- **PROMPT**: Copy out the passage below on Eimeria mitochondrial genomes in full, word for word.

TEXT UNDER STUDY: Begin

Table 3 Nucleotide composition (%) of study Eimeria mitochondrial genomes

E. anseris mtDNA nucleotide composition is biased toward A and T, with T (35.3%) being the most common nucleotide and C (17.2%), the least common. This is different from most Eimeria mtDNA, in which the rarest nucleotide is G (Fig. 2, Table 3) (Lin et al. 2011; Ogedengbe et al. 2014). Overall, E. anseris mtDNA A+T content is 65.1%, and C+G content is 34.9%, similar to other Eimeria, all with higher A+T content than C+G (Table 3) (Lin et al. 2011; Tian et al. 2015; Ogedengbe et al. 2014; Hafeez et al. 2015).

Protein-coding gene variation

E. anseris mtDNA initiation and termination codons follow the same pattern as other members of Eimeria. Most CDS regions in E. anseris use ATG as a start codon (Table 4). A few exceptions in our and in previous studies show Eimeria employing ATT, GTT, ATA, TTA, or TTG (Lin et al. 2011; Tian et al. 2015; Ogedengbe et al. 2014; Hafeez et al. 2015, 2016). Stop codons are also similar across species, with TAA and TAG occurring most frequently across all 20 Eimeria species (Lin et al. 2011; Tian et al. 2015; Ogedengbe et al. 2014; Hafeez et al. 2015, 2016). Specific examples from the three CDS regions of all 20 Eimeria species include the following: the CYT B initiation codon is ATG, and the termination codon is TAA in all, except in E. falciformis, which stops with TAG. COI starts with ATG, ATT, GTT, or ATA and ends with TAA in all 20 Eimeria species. And all COIII CDS regions end with TAA, but E. anseris and E. acervulina end with TAA.

TEXT UNDER STUDY: End
LISTED RECORDS: Begin

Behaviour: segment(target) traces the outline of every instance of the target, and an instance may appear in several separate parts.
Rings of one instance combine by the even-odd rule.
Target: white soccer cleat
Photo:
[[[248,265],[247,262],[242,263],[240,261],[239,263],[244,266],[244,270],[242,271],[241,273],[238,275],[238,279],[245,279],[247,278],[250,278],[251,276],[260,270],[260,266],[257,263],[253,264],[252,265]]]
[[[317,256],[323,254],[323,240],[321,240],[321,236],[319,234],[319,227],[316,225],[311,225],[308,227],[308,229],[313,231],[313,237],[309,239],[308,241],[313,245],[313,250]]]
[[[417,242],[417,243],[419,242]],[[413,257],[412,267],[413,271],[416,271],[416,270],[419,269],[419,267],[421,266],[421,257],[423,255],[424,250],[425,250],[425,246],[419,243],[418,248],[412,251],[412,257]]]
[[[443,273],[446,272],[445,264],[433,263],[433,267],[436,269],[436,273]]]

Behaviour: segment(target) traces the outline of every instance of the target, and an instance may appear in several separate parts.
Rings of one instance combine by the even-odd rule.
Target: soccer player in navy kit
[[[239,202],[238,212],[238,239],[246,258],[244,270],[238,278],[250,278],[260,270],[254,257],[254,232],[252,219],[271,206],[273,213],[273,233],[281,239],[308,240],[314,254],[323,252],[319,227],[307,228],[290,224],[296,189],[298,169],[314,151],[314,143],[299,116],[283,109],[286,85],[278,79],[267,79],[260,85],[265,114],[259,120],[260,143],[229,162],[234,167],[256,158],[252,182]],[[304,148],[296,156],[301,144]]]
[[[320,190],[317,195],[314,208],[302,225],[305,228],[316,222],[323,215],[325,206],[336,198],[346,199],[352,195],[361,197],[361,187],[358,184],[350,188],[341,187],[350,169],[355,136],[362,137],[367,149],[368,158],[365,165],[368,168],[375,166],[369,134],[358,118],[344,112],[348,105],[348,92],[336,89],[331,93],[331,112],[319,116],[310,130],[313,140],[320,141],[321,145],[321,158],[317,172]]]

LISTED RECORDS: End

- **FINISHED EXERCISE**:
Table 3 Nucleotide composition (%) of study Eimeria mitochondrial genomes

E. anseris mtDNA nucleotide composition is biased toward A and T, with T (35.3%) being the most common nucleotide and C (17.2%), the least common. This is different from most Eimeria mtDNA, in which the rarest nucleotide is G (Fig. 2, Table 3) (Lin et al. 2011; Ogedengbe et al. 2014). Overall, E. anseris mtDNA A+T content is 65.1%, and C+G content is 34.9%, similar to other Eimeria, all with higher A+T content than C+G (Table 3) (Lin et al. 2011; Tian et al. 2015; Ogedengbe et al. 2014; Hafeez et al. 2015).

Protein-coding gene variation

E. anseris mtDNA initiation and termination codons follow the same pattern as other members of Eimeria. Most CDS regions in E. anseris use ATG as a start codon (Table 4). A few exceptions in our and in previous studies show Eimeria employing ATT, GTT, ATA, TTA, or TTG (Lin et al. 2011; Tian et al. 2015; Ogedengbe et al. 2014; Hafeez et al. 2015, 2016). Stop codons are also similar across species, with TAA and TAG occurring most frequently across all 20 Eimeria species (Lin et al. 2011; Tian et al. 2015; Ogedengbe et al. 2014; Hafeez et al. 2015, 2016). Specific examples from the three CDS regions of all 20 Eimeria species include the following: the CYT B initiation codon is ATG, and the termination codon is TAA in all, except in E. falciformis, which stops with TAG. COI starts with ATG, ATT, GTT, or ATA and ends with TAA in all 20 Eimeria species. And all COIII CDS regions end with TAA, but E. anseris and E. acervulina end with TAA.